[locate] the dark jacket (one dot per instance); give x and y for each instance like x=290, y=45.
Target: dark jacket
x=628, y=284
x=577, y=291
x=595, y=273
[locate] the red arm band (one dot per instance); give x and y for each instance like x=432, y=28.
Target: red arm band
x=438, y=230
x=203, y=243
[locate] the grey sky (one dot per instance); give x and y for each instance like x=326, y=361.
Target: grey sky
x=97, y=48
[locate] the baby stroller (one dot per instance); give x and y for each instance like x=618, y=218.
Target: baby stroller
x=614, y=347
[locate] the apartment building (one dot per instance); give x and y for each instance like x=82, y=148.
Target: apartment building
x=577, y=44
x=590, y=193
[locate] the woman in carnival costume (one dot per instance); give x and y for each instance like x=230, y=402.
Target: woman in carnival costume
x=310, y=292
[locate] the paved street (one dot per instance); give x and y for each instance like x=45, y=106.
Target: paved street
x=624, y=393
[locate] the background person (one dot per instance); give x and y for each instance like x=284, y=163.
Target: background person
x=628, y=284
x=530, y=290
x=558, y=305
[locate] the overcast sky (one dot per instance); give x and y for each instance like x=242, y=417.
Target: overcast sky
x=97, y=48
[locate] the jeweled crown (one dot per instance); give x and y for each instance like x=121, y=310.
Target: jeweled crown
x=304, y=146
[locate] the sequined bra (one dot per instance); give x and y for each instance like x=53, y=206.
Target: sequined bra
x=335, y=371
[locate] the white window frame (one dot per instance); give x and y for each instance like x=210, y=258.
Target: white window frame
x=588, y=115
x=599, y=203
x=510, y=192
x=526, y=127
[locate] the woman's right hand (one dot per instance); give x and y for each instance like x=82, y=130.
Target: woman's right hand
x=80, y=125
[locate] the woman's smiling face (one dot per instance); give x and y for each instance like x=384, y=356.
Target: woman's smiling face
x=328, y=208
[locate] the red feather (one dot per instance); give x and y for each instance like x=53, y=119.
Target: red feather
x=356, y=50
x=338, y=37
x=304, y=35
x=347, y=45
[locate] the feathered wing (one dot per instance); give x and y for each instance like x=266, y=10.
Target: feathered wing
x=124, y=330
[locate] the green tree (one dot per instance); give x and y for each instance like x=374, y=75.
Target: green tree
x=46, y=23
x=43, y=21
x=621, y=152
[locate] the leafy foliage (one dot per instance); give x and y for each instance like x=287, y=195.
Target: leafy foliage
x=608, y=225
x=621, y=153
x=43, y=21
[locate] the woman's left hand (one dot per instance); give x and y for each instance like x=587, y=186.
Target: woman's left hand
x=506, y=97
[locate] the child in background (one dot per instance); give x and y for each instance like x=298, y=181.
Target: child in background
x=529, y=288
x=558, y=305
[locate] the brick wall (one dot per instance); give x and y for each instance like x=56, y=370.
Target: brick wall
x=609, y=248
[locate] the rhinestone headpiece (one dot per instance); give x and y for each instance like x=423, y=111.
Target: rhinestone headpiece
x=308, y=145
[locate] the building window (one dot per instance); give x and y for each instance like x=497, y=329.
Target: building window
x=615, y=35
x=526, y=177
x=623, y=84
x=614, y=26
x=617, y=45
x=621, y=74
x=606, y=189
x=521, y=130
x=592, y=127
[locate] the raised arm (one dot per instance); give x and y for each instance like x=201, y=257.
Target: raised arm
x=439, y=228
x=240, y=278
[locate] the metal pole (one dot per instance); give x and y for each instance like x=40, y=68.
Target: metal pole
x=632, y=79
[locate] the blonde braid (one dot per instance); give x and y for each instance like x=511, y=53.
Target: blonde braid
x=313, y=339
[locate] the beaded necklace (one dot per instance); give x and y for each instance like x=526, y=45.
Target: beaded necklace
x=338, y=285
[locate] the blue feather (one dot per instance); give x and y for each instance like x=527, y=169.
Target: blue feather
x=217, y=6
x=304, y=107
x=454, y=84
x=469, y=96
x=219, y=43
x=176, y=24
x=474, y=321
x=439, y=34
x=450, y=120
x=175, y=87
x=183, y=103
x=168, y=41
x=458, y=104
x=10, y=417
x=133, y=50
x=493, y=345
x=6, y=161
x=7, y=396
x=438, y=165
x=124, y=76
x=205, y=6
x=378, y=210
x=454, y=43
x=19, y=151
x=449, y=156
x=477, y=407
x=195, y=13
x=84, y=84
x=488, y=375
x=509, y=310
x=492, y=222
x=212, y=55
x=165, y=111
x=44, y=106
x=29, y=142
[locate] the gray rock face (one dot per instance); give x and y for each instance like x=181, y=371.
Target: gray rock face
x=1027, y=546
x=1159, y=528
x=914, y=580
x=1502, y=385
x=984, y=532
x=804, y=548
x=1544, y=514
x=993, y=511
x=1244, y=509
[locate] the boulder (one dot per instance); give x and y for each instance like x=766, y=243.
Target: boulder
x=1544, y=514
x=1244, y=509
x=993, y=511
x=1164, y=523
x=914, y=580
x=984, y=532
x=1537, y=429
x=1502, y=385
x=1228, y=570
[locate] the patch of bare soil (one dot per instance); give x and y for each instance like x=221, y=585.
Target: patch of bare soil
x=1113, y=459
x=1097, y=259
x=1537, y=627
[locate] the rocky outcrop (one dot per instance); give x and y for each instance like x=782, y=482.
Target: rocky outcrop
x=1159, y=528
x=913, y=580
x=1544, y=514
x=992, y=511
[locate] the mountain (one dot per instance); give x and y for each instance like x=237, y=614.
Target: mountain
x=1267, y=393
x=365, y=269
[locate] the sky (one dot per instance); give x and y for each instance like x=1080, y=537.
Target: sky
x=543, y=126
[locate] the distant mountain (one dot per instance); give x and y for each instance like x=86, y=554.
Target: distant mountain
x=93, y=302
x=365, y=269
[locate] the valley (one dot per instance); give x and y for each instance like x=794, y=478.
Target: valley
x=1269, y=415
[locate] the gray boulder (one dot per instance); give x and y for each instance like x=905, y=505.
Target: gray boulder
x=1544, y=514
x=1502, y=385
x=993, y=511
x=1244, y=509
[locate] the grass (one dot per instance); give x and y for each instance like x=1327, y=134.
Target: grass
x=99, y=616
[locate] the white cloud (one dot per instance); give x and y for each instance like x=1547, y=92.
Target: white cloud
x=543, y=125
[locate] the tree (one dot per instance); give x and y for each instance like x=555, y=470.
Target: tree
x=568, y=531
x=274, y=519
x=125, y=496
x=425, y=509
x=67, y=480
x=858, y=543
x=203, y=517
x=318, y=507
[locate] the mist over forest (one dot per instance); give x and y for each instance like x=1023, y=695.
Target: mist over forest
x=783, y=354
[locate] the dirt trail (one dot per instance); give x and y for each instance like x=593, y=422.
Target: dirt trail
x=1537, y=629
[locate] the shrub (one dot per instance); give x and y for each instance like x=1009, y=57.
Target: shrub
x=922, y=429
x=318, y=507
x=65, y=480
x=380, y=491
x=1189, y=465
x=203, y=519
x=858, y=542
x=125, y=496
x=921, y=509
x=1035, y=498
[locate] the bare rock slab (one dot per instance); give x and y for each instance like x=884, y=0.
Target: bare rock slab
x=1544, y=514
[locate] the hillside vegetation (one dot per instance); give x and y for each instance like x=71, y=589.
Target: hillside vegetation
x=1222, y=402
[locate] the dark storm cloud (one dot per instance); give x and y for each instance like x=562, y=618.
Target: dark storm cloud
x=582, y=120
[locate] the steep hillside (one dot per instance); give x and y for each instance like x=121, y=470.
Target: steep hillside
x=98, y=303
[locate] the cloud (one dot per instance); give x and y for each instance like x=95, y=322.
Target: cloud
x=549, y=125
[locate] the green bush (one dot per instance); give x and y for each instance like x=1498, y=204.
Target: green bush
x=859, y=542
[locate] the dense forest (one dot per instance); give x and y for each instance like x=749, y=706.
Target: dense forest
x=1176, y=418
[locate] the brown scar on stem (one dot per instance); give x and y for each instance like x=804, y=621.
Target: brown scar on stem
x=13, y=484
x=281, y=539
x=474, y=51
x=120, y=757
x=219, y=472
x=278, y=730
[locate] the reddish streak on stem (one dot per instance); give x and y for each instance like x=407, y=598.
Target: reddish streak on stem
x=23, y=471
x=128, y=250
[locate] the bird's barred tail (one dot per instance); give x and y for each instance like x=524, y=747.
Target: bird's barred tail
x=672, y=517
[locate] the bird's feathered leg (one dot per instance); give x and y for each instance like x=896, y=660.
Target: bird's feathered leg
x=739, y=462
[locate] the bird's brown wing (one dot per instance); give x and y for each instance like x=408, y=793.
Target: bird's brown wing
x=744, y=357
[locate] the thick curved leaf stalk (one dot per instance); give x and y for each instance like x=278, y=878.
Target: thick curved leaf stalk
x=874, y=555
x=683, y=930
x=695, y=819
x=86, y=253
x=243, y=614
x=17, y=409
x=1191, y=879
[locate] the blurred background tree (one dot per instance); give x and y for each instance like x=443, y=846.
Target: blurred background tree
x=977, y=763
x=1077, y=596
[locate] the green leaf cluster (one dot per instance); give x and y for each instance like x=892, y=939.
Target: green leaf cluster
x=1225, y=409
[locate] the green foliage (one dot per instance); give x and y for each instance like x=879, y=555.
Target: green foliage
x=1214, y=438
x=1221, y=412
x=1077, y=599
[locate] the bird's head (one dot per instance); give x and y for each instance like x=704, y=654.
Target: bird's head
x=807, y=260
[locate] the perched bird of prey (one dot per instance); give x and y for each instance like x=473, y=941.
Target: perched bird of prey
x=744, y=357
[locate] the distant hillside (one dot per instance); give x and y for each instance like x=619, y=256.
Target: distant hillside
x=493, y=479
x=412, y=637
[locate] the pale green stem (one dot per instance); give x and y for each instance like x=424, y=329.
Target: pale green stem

Exercise prompt:
Rewrite everything in the material from the line containing "[locate] the steep" down to the line containing "x=1176, y=418", with both of those lines included. Add 132 to every x and y value in the answer coordinates, and leave all other lines unchanged.

Result of this exercise:
[locate] the steep hillside (one dot per instance); give x and y for each instance like x=121, y=470.
Target: steep hillside
x=230, y=435
[locate] the cloud (one dot per instance); give x and y for each instance like x=95, y=322.
Target: cloud
x=681, y=257
[locate] the green bush (one dot per instance); give x and y for each instance like x=1498, y=204.
Target: green bush
x=991, y=674
[locate] the dense forest (one dot per instance); give x and y for each instance like x=749, y=706.
Target: dense forest
x=1308, y=550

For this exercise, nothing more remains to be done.